— start of GIVEN DATA —
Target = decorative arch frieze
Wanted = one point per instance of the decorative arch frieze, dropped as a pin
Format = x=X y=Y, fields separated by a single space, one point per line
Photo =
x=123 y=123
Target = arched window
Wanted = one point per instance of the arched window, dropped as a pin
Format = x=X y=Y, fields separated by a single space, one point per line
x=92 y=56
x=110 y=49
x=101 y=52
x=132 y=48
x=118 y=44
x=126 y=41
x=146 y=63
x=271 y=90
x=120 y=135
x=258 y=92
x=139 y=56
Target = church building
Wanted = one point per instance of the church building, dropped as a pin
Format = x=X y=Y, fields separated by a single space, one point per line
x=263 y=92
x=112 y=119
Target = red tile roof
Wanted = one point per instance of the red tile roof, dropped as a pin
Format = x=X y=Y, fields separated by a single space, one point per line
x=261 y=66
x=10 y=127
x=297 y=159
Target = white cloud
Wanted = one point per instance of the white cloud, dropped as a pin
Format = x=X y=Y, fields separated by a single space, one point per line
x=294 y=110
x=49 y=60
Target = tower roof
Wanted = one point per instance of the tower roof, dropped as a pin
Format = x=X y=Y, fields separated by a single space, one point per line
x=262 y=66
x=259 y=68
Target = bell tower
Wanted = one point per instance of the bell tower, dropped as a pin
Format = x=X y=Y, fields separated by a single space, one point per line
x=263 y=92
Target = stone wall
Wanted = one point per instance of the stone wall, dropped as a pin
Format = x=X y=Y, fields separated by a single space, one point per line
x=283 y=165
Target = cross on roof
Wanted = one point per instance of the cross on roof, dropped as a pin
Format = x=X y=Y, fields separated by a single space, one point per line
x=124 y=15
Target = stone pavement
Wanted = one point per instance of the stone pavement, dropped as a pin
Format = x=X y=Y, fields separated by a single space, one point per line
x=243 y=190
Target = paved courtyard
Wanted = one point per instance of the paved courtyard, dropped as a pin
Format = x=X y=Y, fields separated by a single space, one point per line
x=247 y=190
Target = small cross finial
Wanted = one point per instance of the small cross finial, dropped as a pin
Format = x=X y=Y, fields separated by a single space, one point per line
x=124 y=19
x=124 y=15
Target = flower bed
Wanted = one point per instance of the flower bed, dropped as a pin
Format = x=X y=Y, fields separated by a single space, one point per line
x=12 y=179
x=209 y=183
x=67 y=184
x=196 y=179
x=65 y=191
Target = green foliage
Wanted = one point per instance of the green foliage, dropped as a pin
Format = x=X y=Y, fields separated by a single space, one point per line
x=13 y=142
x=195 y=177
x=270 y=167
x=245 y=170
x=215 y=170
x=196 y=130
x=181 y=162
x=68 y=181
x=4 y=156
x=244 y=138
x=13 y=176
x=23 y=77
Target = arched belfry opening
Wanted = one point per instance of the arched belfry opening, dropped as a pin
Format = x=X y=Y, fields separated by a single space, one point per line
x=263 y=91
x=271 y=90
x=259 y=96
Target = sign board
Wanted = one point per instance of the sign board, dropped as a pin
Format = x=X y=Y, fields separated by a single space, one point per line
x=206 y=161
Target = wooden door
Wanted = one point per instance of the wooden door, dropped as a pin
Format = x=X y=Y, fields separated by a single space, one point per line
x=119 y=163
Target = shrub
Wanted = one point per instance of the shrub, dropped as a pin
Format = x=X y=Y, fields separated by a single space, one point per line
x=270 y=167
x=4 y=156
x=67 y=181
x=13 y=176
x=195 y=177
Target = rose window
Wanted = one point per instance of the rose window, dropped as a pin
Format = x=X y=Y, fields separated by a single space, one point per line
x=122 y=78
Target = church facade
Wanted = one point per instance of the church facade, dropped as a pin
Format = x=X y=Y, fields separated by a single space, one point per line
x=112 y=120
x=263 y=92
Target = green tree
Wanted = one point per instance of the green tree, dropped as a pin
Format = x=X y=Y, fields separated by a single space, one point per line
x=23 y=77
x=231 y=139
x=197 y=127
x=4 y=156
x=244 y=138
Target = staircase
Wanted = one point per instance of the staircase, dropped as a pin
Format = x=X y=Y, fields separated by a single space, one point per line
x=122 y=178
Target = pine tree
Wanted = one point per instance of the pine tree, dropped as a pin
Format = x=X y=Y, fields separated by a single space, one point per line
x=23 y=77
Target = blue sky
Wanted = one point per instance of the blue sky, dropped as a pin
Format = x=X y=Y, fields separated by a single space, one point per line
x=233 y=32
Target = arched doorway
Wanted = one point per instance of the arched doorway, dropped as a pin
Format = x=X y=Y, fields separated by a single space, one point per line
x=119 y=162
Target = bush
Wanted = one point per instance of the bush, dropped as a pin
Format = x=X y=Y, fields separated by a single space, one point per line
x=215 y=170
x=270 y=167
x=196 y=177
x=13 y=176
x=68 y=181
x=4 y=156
— end of GIVEN DATA —
— PROBLEM TO SOLVE —
Turn every line of the data above into a Markdown table with two columns, Number and Content, numbering the rows in order and leaving out blank lines.

— SOLUTION BELOW —
| Number | Content |
|---|---|
| 1 | Target = decorative arch frieze |
| 2 | Wanted = one point per instance of the decorative arch frieze, dropped as a pin |
| 3 | Format = x=X y=Y, fields separated by a single space, one point per line |
| 4 | Photo = |
| 5 | x=123 y=123 |
| 6 | Target = arched window |
| 7 | Wanted = one point per instance of the arched window, dropped as a pin |
| 8 | Format = x=X y=Y, fields separated by a single space, one point per line |
| 9 | x=92 y=56 |
| 10 | x=110 y=49 |
| 11 | x=101 y=52 |
| 12 | x=132 y=48 |
| 13 | x=118 y=44 |
| 14 | x=126 y=41 |
| 15 | x=146 y=63 |
| 16 | x=271 y=90 |
| 17 | x=120 y=135 |
| 18 | x=258 y=92 |
| 19 | x=139 y=56 |
| 20 | Target = church building |
| 21 | Wanted = one point per instance of the church building, dropped as a pin |
| 22 | Format = x=X y=Y, fields separated by a single space, one point per line |
| 23 | x=263 y=92 |
| 24 | x=112 y=119 |
| 25 | Target = red tile roof |
| 26 | Wanted = one point per instance of the red tile roof, dropped as a pin |
| 27 | Format = x=X y=Y, fields separated by a single space, one point per line |
| 28 | x=261 y=66 |
| 29 | x=10 y=127 |
| 30 | x=297 y=159 |
| 31 | Target = white cloud |
| 32 | Wanted = one point per instance of the white cloud, dropped as a pin |
| 33 | Format = x=X y=Y, fields separated by a single space, one point per line |
| 34 | x=294 y=110 |
| 35 | x=49 y=60 |
| 36 | Target = tower roof |
| 37 | Wanted = one point per instance of the tower roof, dropped as a pin |
| 38 | Format = x=X y=Y, fields separated by a single space, one point per line |
| 39 | x=262 y=66 |
| 40 | x=259 y=68 |
| 41 | Target = bell tower |
| 42 | Wanted = one point per instance of the bell tower, dropped as a pin |
| 43 | Format = x=X y=Y, fields separated by a single space, one point per line |
| 44 | x=263 y=92 |
| 45 | Target = stone wall |
| 46 | Wanted = one point per instance of the stone wall, dropped as a pin |
| 47 | Format = x=X y=Y, fields separated by a single space, one point per line |
| 48 | x=283 y=165 |
| 49 | Target = cross on roof |
| 50 | Wanted = one point per instance of the cross on roof, dropped as a pin |
| 51 | Format = x=X y=Y, fields separated by a single space, one point per line |
| 52 | x=124 y=15 |
| 53 | Target = stone pavement |
| 54 | Wanted = one point per instance of the stone pavement, dropped as a pin |
| 55 | Format = x=X y=Y, fields separated by a single space, one point per line |
| 56 | x=243 y=190 |
| 57 | Target = paved courtyard |
| 58 | Wanted = one point per instance of the paved courtyard, dropped as a pin |
| 59 | Format = x=X y=Y, fields separated by a single space, one point per line |
| 60 | x=247 y=190 |
| 61 | Target = small cross finial |
| 62 | Wanted = one point per instance of the small cross finial, dropped as a pin |
| 63 | Format = x=X y=Y, fields separated by a single space, one point per line |
| 64 | x=124 y=19 |
| 65 | x=124 y=15 |
| 66 | Target = flower bed |
| 67 | Wanted = one point per instance of the flower bed, dropped as a pin |
| 68 | Format = x=X y=Y, fields separated by a single space, one point per line |
| 69 | x=12 y=179 |
| 70 | x=209 y=183 |
| 71 | x=67 y=184 |
| 72 | x=196 y=179 |
| 73 | x=65 y=191 |
| 74 | Target = green foliage |
| 75 | Wanted = one point per instance of the green foliage, dropped as a pin |
| 76 | Format = x=X y=Y, fields separated by a single space, one point per line |
| 77 | x=13 y=142 |
| 78 | x=195 y=177 |
| 79 | x=270 y=167 |
| 80 | x=245 y=170 |
| 81 | x=215 y=170 |
| 82 | x=196 y=130 |
| 83 | x=181 y=162 |
| 84 | x=68 y=181 |
| 85 | x=4 y=156 |
| 86 | x=244 y=138 |
| 87 | x=13 y=176 |
| 88 | x=23 y=77 |
| 89 | Target = arched belfry opening |
| 90 | Wanted = one point per instance of the arched belfry opening, dropped as a pin |
| 91 | Format = x=X y=Y, fields separated by a single space, one point per line |
| 92 | x=263 y=91 |
| 93 | x=271 y=90 |
| 94 | x=259 y=96 |
| 95 | Target = sign board |
| 96 | Wanted = one point per instance of the sign board, dropped as a pin |
| 97 | Format = x=X y=Y, fields separated by a single space, one point per line |
| 98 | x=206 y=161 |
| 99 | Target = wooden door |
| 100 | Wanted = one point per instance of the wooden door, dropped as a pin |
| 101 | Format = x=X y=Y, fields separated by a single space, one point per line |
| 102 | x=119 y=163 |
| 103 | Target = shrub |
| 104 | Wanted = one point per instance of the shrub, dropped as a pin |
| 105 | Format = x=X y=Y, fields separated by a single space, one point per line |
| 106 | x=270 y=167 |
| 107 | x=4 y=156 |
| 108 | x=67 y=181 |
| 109 | x=13 y=176 |
| 110 | x=195 y=177 |
| 111 | Target = rose window |
| 112 | Wanted = one point per instance of the rose window, dropped as a pin |
| 113 | Format = x=X y=Y, fields separated by a single space, one point per line |
| 114 | x=122 y=78 |
| 115 | Target = church facade |
| 116 | Wanted = one point per instance of the church facade, dropped as a pin |
| 117 | Format = x=X y=Y, fields separated by a single space, one point per line |
| 118 | x=112 y=120 |
| 119 | x=263 y=92 |
| 120 | Target = green tree |
| 121 | Wanted = one point per instance of the green tree, dropped as a pin |
| 122 | Format = x=X y=Y, fields separated by a single space, one point per line |
| 123 | x=23 y=77 |
| 124 | x=231 y=139 |
| 125 | x=197 y=127 |
| 126 | x=4 y=156 |
| 127 | x=244 y=138 |
| 128 | Target = staircase |
| 129 | Wanted = one point per instance of the staircase, dropped as a pin |
| 130 | Format = x=X y=Y, fields separated by a single space, one point per line |
| 131 | x=122 y=178 |
| 132 | Target = pine tree |
| 133 | Wanted = one point per instance of the pine tree, dropped as a pin |
| 134 | Format = x=X y=Y, fields separated by a single space, one point per line |
| 135 | x=23 y=77 |
| 136 | Target = blue sky |
| 137 | Wanted = one point per instance of the blue sky, dropped as a pin |
| 138 | Format = x=X y=Y, fields separated by a single space, one point per line |
| 139 | x=233 y=32 |
| 140 | Target = arched doorway |
| 141 | Wanted = one point per instance of the arched doorway, dropped as a pin |
| 142 | Format = x=X y=Y, fields separated by a single space, one point per line |
| 143 | x=119 y=162 |
| 144 | Target = bush |
| 145 | Wanted = one point per instance of the bush, dropped as a pin |
| 146 | Format = x=X y=Y, fields separated by a single space, one point per line |
| 147 | x=215 y=170 |
| 148 | x=270 y=167 |
| 149 | x=196 y=177 |
| 150 | x=13 y=176 |
| 151 | x=68 y=181 |
| 152 | x=4 y=156 |